### JOB 1
Could you extract the lines of the outline listing below that run from the one containing "--target rock face" through the one containing "M 74 132 L 146 120 L 147 1 L 0 1 L 0 114 Z", inclusive?

***** ARTICLE *****

November 18, 2008 at 12:08 am
Comments posted to this topic are about the item Understanding NULL
November 18, 2008 at 3:19 am
A slightly easier way to explain might be the fully-written-out equivalents of the IN clauses.
I've taken the liberty of "paraphrasing" T-SQL Syntax a little here, as there is no way of representing boolean values (the results of boolean operations) in T-SQL (or any SQL?) that I know of.
IF(NULL IN (34, 35, NULL))PRINT 'TRUE' =>
IF(NULL = 34 OR NULL = 35 OR NULL = NULL) PRINT 'TRUE' =>
IF(UNKNOWN OR UNKNOWN OR UNKNOWN) PRINT 'TRUE' =>
IF(UNKNOWN) PRINT 'TRUE'
and
IF(34 NOT IN (35, 36, NULL))PRINT 'FALSE' =>
IF(NOT (34 = 35 OR 34 = 36 OR 34 = NULL)) PRINT 'FALSE' =>
IF(NOT (FALSE OR FALSE OR UNKNOWN)) PRINT 'FALSE' =>
IF(NOT (UNKNOWN)) PRINT 'FALSE'
Because we all know(? 🙂 ) that "False OR UNKNOWN" evaluates to UNKNOWN, whereas "True OR UNKNOWN" evaluates to True...
There's some great articles on SQLServerCentral.com about Nulls, eg: http://www.sqlservercentral.com/articles/Advanced+Querying/2829/
Now if you REALLY want to have some fun, turn off the ANSI_NULLS option:
SET ANSI_NULLS OFF
All of a sudden three-valued logic becomes two-valued, and you have the equivalent of:
IF(NULL IN (34, 35, NULL))PRINT 'TRUE' =>
IF(NULL = 34 OR NULL = 35 OR NULL = NULL) PRINT 'TRUE' =>
IF(FALSE OR FALSE OR TRUE) PRINT 'TRUE' =>
IF(TRUE) PRINT 'TRUE'
and
IF(34 NOT IN (35, 36, NULL))PRINT 'FALSE' =>
IF(NOT (34 = 35 OR 34 = 36 OR 34 = NULL)) PRINT 'FALSE' =>
IF(NOT (FALSE OR FALSE OR FALSE)) PRINT 'FALSE' =>
IF(NOT (FALSE)) PRINT 'FALSE'
And now everything prints as you might have expected if you came to SQL Server before 2000, which is when ANSI_NULLS became default...

***** RECORD EXCERPTS *****

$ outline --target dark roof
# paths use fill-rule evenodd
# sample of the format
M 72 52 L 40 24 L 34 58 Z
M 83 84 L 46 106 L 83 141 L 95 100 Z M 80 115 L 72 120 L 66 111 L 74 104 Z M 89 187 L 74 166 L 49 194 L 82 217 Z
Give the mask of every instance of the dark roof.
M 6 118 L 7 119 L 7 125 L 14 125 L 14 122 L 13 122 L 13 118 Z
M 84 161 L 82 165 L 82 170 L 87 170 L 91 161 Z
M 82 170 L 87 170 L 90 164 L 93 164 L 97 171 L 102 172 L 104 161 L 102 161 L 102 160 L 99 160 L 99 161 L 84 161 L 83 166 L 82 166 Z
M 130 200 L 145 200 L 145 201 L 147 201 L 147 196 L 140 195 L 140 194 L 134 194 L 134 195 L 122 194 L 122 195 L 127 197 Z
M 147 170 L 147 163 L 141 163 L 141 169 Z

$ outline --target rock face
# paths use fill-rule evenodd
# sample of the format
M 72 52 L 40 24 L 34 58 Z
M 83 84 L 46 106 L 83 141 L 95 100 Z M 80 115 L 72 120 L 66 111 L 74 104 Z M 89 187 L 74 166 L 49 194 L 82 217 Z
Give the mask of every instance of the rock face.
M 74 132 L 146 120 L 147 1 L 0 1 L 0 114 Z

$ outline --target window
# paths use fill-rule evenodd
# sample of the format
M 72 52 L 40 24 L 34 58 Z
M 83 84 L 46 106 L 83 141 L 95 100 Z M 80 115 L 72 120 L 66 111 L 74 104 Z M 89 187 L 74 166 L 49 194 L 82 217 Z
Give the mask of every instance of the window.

*****

### JOB 2
Can you write what comes next in the forum thread about SQL NULLs above, picking up right after its last sentence?

### RESULT 1
$ outline --target rock face
# paths use fill-rule evenodd
# sample of the format
M 72 52 L 40 24 L 34 58 Z
M 83 84 L 46 106 L 83 141 L 95 100 Z M 80 115 L 72 120 L 66 111 L 74 104 Z M 89 187 L 74 166 L 49 194 L 82 217 Z
Give the mask of every instance of the rock face.
M 74 132 L 146 120 L 147 1 L 0 1 L 0 114 Z

### RESULT 2
(and incidentally, that's a small issue in the question, which assumed that ANSI_NULLS was off - a reasonable assumption in most environments, but still a rich source of horrible confusion when it is not)
http://poorsql.com for T-SQL formatting: free as in speech, free as in beer, free to run in SSMS or on your version control server - free however you want it.
November 18, 2008 at 4:33 am
Good question, and good comment to explain the result and the fact that it depends on ANSI_NULLS setting.
It got me thinking about the other IN / NOT IN syntax as well:
Suppose I want a list of all the employees in NORTHWIND database who have other people reporting to them. I coud do it like this:
select * from employees where employeeid IN (select reportsto from employees)
and I get 2 records: employee 2 and employee 5.
Suppose I want a list of all the employees in NORTHWIND database who DON'T have anyone reporting to them. If I try it using the apparently equivalent code ...
select * from employees where employeeid NOT IN (select reportsto from employees)
... I get no records returned.
The reason is that there is one employee with a NULL entry in "reportsto", which makes the NOT IN comparison translate to (employeeid <>2 AND employeeid <>5 AND employeeid <> NULL)
And as mentioned above, TRUE AND TRUE AND UNKNOWN equals UNKNOWN.
To make it work I need to remove the NULLS:
select * from employees where employeeid NOT IN (select reportsto from employees where reportsto is not null)
Now I just need to check my actual code to make sure I haven't fallen for this one in real life.
November 18, 2008 at 4:53 am
Hmm, nice one, I've never seen that issue described.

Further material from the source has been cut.